▶ [Document section]

—————

For example, after you’ve generated a number of hypotheses, you might be able to gather additional data by using other methodologies to help you prioritize where you want to focus your efforts. You might also find more evidence from the results of prior experiments that also helps you to refine, change, or eliminate some of the ideas you were considering. Therefore, by leveraging data and insights at every step in this process (shown in blue in Figure 3-3) and taking into consideration how and what you are trying to learn, you might find that you’re able to eliminate some of the possible paths you were considering earlier in the process (shown in red in Figure 3-3). We’ll discuss this in more depth in Chapter 4.

As we pointed out in Chapter 2, you will get different kinds of insights from different sources of data. Every form of data tells a different story, so it’s important to collect varying types of data and triangulate what they might mean with each other. While we won’t be comprehensive in our coverage of the other kinds of data-gathering methods, it’s ultimately important that you find the questions, methods, metrics, measures, and analytic techniques that work best for your context and your needs. We hope that our deep dive into using A/B testing as a way to integrate data in the design process will help to demonstrate how you could employ similar techniques with other forms of data as well.

Finally, one of the things we want to emphasize is that because we are talking about creating a mindset of continual learning it’s also important for you to not just think about each experiment that you are conducting in isolation, but rather to think about the series of experiments you might run to learn about your customers over time. Figure 3-4 illustrates what we mean here.

You might be able to explore multiple problem/opportunity areas at the same time. As you explore each of these, the data that results from each experiment should continuously feed in new information to learn honestly about what is working and what isn’t working to inform the experiments that follow. Along the way, you’ll learn that some of these problem/opportunity areas aren’t worth exploring further (as shown with Area 1 and 3 in Figure 3-4) and that some have great potential (as shown with Area 2).

You won’t be able to learn everything that you need or want to know about your customers in one experiment. Being aware of how everything you’re learning about your users is related, and how what you are learning contributes to a larger body of knowledge about them, is also useful. As part of adopting a learning mindset, you should think not only about honing your own instinct about your users, but also about sharpening the instinct of others at your company. We believe that a culture that supports learning, being challenged, failing, and ultimately gaining a more complete and accurate picture of their users will be most successful at leveraging data in meaningful ways, and therefore most successful at building useful, usable, and elegant experiences. We’ll provide some concrete tips about how to create this organizational culture in Chapter 7.

—————

▶ [Dataset rows]
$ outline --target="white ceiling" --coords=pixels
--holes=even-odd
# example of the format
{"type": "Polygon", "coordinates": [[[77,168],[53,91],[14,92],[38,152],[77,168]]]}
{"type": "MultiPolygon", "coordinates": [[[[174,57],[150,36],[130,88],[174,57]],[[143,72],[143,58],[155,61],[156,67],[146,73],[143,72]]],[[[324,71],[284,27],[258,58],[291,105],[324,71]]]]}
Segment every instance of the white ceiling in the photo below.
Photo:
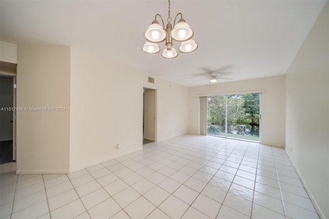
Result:
{"type": "Polygon", "coordinates": [[[218,83],[284,75],[326,2],[172,1],[173,20],[181,12],[199,45],[172,60],[161,56],[164,43],[160,53],[141,50],[155,14],[167,20],[166,1],[1,1],[1,38],[72,46],[195,86],[209,84],[206,76],[194,76],[211,71],[231,72],[225,76],[230,81],[218,83]]]}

—————

▶ [Required actions]
[1] Name every chapter that the passage on learning from experiments points readers to.
[2] Proceed with the passage on learning from experiments, picking up right after its final sentence.

▶ [Answers for this exercise]
[1] Chapter 4, Chapter 2, Chapter 7

[2]
Three Phases: Definition, Execution, and Analysis

Let’s return to our summer camp metaphor. As we’ve established in Chapter 1, you’re thinking of making enhancements to your summer camp experience so that you can ultimately improve your business. You’ve decided to take an experimental approach to find the best way to achieve your goal.

There are many different experiments you could run to achieve this goal, but first you’d need to get a little more precise about what your goal is. You’ll have to define your goal and how you plan to measure your progress to it more clearly. First, are you interested in making more money from your summer camp or are you interested in building up the reputation of your camp? If you decide that you’re going to focus on making more money from your camp, there are a couple of ways you could get there. Are you looking to make more money by increasing the number of campers at your summer camp? Do you want to instead focus on keeping the same number of campers but possibly charge more money per camper? Could you do this by adding more bespoke activities (nighttime kayaking, for example) that you could charge more for? Each of these paths that you could take will have different pros and cons. You’ll need to weigh the importance of different factors into your decision about which path to take. What decisions will give the best outcome for your campers? For your business?

Once you decide which things to test for your summer camp, you’ll then get to try some of those ideas out by executing against them using real campers. And, once you’ve set up a few experiments, you’ll be able to start analyzing those results. You might learn things along the way, both about the ideas you test (it’s actually pretty hard to navigate your kayak at night when you don’t have a full moon) and about your campers (even though they say they’re interested in nighttime kayaking, it turns out that they’d rather sleep or relax at the campfire). As you decide what you’ll ultimately put into place, you’ll be juggling all of these factors in your mind and might want to make adjustments along the way.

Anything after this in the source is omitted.